__Dataset excerpt__:
-*-

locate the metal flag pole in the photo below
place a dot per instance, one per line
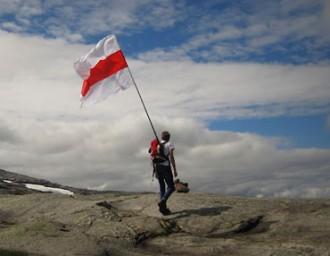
(144, 106)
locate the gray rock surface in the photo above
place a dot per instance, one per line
(117, 223)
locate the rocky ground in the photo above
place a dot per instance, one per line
(115, 223)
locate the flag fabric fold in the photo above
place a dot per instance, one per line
(104, 71)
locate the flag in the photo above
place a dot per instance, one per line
(104, 71)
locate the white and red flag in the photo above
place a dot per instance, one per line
(104, 71)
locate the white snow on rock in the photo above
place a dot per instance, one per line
(49, 189)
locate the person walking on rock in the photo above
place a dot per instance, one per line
(163, 159)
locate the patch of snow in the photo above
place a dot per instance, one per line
(49, 189)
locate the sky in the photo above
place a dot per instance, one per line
(242, 86)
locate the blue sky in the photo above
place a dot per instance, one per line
(233, 75)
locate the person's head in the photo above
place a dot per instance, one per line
(166, 135)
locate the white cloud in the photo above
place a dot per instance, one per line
(85, 18)
(47, 135)
(233, 32)
(327, 122)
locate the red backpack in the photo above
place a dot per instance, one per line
(156, 151)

-*-

__STATED PROBLEM__: Quote in full the listing given above; the images are to be left out.

__OUTPUT FOR THIS EXERCISE__:
locate the metal flag pole in the photo below
place a dot per instance, one per line
(144, 106)
locate the gray rock surface in the photo above
place a dot per instance, one per line
(117, 223)
locate the rocky ground in the photo above
place a dot per instance, one per line
(115, 223)
locate the flag fabric fold in the photo above
place a dot per instance, one per line
(104, 71)
locate the flag in the photo above
place a dot per instance, one per line
(104, 71)
locate the white and red flag in the photo above
place a dot per instance, one per line
(104, 71)
locate the white snow on rock in the photo above
place a dot per instance, one per line
(49, 189)
locate the person walking on rock in the photo above
place a dot per instance, one per line
(163, 159)
locate the patch of snow in the photo above
place a dot per instance, one per line
(49, 189)
locate the sky in the photo above
place a dot per instance, one per line
(242, 86)
locate the blue sky in the photo above
place a dot per instance, one per line
(233, 75)
locate the person's head in the photo above
place a dot per instance, one per line
(166, 135)
locate the white cloud in the photo above
place a dot per instance, one per line
(85, 18)
(47, 135)
(233, 32)
(327, 122)
locate the red backpack in the photo above
place a dot per instance, one per line
(156, 151)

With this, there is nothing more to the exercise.